# TASK OBJECTIVE
Return the passage of the golf jokes from "Carpet Muncher" to "of the mansion.", copied word for word.

# DOCUMENT EXCERPT
--------------------------------

Posted - 05/20/2008 :  10:49:13 AM
One lovely morning, Ben and Thomas were out golfing. Ben slices his ball deep into a wooded ravine. He grabs his 8-iron and proceeds down the embankment into the ravine in search of his ball.

Ben searches diligently throught the thick underbrush and suddenly he spots something shiny. As he gets closer, he realizes that the shiny object is in fact an 8-iron in the hands of a skeleton lying near an old golf ball.

Ben excitedly calls out to his golfing partner: "Hey Thomas, come here, I got big trouble down here."

Thomas comes running over to the edge of the ravine and calls out: "What's the matter Ben?"

Ben shouts back in a nervous voice: "Throw me my 7-iron! Looks like you can't get out of here with an 8-iron."
Carpet Muncher

1328 Posts

Posted - 05/20/2008 :  10:53:49 AM
To celebrate their 7th anniversary, a man and his wife spend the weekend at an exclusive golf resort. He is a pretty good golfer, but she only just started. When they head down to the golf course after a lavish lunch and a bottle of champagne, they notice a beautiful mansion a couple of hundred yards behind the first hole.

"Let's be extra careful, honey," the husband says, "If we damage that house over there, it'll cost us a fortune."

The wife nods, tees off and - bang! - sends the ball right through the window of the mansion.

"What the ****?," the husband says. "I told you to watch out for that house. Alright, let's go up there, apologize and see what the damage is."

They walk up to the house and knock on the door.

"Come on in," a voice in the house says.

The couple open the door and enter the foyer. The living room is a mess. There are pieces of glass all over the floor and a broken bottle near the window. A man sits on the couch.

When the couple enter the room, he gets up and says, "Are you the guys who just broke my window?"

"Um, yeah," the husband replies, "sorry about that."

"Not at all, it's me who has to thank you. I'm a genie and was trapped in that bottle for a thousand years. You've just released me. To show my gratitude, I'm allowed to grant each of you a wish. But - I'll require one favor in return."

"Really? That's great!" the husband says. "I want a million dollars a year for the rest of my life."

"No problem - that's the least I can do. And you, what do you want?" the genie asks, looking at the wife.

"I want a house in every country of the world," the wife says.

The genie smiles. "Consider it done."

"And what's this favor we must grant in return, genie?" the husband asks.

--------------------------------

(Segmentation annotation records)

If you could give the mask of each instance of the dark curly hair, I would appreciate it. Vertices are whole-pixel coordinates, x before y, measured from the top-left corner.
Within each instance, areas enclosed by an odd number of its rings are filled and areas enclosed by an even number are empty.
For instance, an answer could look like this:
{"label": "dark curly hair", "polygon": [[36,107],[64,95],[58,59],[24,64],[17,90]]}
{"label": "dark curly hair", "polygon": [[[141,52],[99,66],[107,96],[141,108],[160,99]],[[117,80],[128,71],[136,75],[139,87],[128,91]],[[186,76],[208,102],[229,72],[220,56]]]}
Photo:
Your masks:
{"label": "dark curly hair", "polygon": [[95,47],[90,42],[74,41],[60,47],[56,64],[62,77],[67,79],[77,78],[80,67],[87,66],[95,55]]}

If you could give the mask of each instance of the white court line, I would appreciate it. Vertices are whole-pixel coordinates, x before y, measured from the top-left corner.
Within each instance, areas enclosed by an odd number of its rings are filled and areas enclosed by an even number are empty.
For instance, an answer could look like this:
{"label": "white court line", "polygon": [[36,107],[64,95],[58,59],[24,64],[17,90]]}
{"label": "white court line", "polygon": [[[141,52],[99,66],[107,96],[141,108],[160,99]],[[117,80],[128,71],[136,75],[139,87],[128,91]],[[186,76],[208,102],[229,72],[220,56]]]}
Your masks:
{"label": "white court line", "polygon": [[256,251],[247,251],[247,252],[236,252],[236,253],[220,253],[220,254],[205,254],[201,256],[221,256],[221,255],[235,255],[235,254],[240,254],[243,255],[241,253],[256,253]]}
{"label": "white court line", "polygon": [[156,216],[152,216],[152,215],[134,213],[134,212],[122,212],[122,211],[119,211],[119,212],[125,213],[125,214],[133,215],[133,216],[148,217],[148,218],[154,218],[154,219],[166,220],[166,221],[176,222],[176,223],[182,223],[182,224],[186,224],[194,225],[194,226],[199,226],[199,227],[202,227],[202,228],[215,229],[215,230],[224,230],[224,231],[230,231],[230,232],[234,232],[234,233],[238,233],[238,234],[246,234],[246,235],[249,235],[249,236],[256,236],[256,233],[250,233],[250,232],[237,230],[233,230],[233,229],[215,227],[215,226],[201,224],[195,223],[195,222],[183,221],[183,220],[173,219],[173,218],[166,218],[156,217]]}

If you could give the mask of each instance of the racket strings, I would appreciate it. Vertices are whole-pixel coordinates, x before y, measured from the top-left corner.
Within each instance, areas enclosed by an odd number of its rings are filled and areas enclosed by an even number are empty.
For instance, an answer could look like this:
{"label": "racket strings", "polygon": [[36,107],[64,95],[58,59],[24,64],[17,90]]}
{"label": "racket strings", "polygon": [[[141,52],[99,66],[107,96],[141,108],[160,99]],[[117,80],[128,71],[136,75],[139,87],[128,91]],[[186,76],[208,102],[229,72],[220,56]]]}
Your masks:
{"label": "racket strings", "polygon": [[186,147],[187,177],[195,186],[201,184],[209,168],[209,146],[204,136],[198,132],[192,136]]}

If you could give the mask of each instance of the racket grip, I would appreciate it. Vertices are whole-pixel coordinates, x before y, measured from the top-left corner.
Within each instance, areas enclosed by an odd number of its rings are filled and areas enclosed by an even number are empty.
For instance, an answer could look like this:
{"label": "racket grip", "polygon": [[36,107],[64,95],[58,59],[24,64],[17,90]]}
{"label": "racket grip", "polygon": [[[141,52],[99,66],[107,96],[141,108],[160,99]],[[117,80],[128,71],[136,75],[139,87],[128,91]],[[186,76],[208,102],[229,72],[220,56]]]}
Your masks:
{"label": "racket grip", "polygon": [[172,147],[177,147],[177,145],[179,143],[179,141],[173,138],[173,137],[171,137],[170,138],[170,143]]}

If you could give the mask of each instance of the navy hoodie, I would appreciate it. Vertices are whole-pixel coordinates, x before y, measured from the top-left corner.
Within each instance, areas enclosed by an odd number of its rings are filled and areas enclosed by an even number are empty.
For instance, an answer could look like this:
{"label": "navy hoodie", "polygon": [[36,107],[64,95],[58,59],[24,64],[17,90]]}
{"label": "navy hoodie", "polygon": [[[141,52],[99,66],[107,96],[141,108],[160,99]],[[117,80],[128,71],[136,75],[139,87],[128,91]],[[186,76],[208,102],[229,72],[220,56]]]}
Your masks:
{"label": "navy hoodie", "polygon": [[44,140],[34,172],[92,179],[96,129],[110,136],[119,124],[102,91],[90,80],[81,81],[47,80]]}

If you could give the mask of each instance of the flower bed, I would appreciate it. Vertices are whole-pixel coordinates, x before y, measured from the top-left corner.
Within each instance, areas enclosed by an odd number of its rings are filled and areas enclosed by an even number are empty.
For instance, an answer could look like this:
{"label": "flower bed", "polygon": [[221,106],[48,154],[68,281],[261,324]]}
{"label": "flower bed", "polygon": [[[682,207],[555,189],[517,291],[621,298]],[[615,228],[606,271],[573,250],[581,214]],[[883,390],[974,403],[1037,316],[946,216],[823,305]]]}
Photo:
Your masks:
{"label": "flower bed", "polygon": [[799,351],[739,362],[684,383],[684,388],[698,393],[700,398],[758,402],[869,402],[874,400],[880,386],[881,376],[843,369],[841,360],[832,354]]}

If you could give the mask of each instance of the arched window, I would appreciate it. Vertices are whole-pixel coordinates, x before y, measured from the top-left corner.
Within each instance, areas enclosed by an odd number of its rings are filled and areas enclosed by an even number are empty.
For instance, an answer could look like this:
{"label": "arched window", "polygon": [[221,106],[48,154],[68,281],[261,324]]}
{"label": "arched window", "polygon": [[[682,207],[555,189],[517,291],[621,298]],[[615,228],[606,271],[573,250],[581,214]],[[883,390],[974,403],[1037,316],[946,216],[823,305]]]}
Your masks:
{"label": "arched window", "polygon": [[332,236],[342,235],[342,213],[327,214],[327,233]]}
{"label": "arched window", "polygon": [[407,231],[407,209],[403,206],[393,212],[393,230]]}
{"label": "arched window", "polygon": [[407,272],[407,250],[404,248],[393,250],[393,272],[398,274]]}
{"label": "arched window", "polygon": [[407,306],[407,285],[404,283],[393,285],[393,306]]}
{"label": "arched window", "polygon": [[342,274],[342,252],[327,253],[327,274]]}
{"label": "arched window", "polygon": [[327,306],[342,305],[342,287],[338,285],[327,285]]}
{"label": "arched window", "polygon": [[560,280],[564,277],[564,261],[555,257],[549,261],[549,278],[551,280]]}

--------------------------------

# SOLUTION FOR THIS TASK
Carpet Muncher

1328 Posts

Posted - 05/20/2008 :  10:53:49 AM
To celebrate their 7th anniversary, a man and his wife spend the weekend at an exclusive golf resort. He is a pretty good golfer, but she only just started. When they head down to the golf course after a lavish lunch and a bottle of champagne, they notice a beautiful mansion a couple of hundred yards behind the first hole.

"Let's be extra careful, honey," the husband says, "If we damage that house over there, it'll cost us a fortune."

The wife nods, tees off and - bang! - sends the ball right through the window of the mansion.